### Work to complete:
1: In the article on Principal Real Estate Investors' REOC relaunch, who was appointed to lead the platform's rebuild in the US and its expansion to Europe?
2: Please continue the article on Principal Real Estate Investors' REOC relaunch, picking up after its final sentence.

### Document passage:
-----
Principal Real Estate Investors’ relaunched REOC platform bets on covid-19 disruption

The Iowa-based fund manager’s real estate operating company investment platform will resume operations in the US and hunt for debut deals in Europe.

Principal Real Estate Investors, a Des Moines, Iowa-based fund manager, has relaunched its real estate operating company line of business around two years after liquidating its previous platform.

The firm has appointed John Kropke to lead REOC’s rebuild in the US and expand the platform to Europe. As managing director, Kropke – who was formerly partner and portfolio manager in the special situations team at the Townsend Group – will be responsible for the platform’s strategy of sourcing, structuring and management of operating company investment initiatives in start-up companies, as well as established operating companies.

Principal Real Estate Investors managed or sub-advised $78.9 billion in commercial real estate assets as of March 31, 2020.

The REOC platform, housed within Principal Real Estate Investors’ larger real estate operations, makes entity-level investments either by taking full ownership or a minority stake in real estate firms. For about two decades, Principal Real Estate Investors ran a separate account partnership with an undisclosed institutional investor that made several entity-level investments in the US totaling more than $9 billion in assets under management. That investment program wrapped up in August 2018 in what Todd Everett, the firm’s chief executive, described to PERE as a “coordinated conclusion of the platform.”

“It was a program designed with a set timeframe,” Everett sad. “Ultimately, the client was interested in keeping all the investments we made in companies. The team we had originally assembled to manage those investments also moved with the assets. Since then, we have been working to develop new REOC interest and secure experienced leadership.”
-----
### Records:
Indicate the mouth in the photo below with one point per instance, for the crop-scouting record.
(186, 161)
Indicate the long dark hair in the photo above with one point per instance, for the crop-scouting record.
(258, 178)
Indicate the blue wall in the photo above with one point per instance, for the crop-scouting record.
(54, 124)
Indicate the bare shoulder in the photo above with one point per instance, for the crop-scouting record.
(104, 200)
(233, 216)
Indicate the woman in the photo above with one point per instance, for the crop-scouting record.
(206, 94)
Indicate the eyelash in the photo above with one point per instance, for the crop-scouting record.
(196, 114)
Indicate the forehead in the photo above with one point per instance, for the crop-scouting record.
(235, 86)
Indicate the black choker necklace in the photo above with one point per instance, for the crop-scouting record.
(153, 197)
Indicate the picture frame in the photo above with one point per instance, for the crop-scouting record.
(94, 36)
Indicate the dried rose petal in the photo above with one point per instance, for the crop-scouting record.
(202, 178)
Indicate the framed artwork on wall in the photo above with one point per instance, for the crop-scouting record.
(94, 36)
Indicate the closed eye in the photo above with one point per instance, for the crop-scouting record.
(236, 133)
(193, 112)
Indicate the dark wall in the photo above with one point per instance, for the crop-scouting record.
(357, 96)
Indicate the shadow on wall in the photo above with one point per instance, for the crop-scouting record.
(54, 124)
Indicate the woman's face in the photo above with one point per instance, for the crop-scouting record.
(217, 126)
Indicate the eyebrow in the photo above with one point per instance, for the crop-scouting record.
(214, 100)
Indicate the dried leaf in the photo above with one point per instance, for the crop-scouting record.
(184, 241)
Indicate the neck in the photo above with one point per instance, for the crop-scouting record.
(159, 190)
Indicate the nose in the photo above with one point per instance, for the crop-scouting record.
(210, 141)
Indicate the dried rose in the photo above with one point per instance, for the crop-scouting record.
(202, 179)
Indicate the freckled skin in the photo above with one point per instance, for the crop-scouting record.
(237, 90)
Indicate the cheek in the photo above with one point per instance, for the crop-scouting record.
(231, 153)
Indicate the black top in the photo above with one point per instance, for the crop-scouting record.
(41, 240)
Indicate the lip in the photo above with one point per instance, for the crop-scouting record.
-----
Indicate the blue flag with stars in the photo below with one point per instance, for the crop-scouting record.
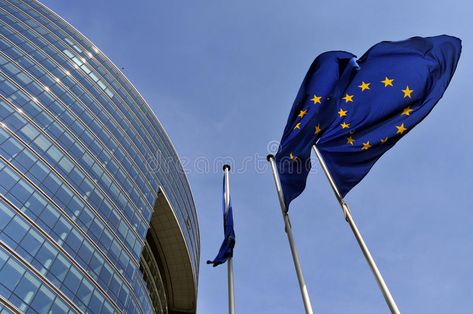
-----
### Written responses:
1: John Kropke

2:
Over the next year, the firm will target growing the REOC team to five or six people, PERE understands.

With the timing of Kropke’s hire coinciding with the covid-19 outbreak, the firm expects to find various opportunities amid the ongoing disruption. This could take the form of providing capital infusion into existing real estate operators, deleveraging balance sheets and taking listed real estate companies private.

“There are three levels of investment we can make in the current environment in the coming year or two,” Everett said. “Those that are covid-resilient, like investments into operators doing industrial and multifamily; covid-assisted investments in data center operators; and covid disruption in sectors like retail and office.”

Of these, Everett says the multifamily and industrial sectors appear to be the most opportunistic from an acquisitions standpoint, since retail and offices still have “a fairly wide bid-ask spread.”

Everett declined to provide specific performance figures for the previous REOC investment. However, he said since a lot of the firm’s future investments will go into supporting the future growth of smaller platforms, there will be a meaningful development play. From such investments, he expects to generate typical double-digit level returns.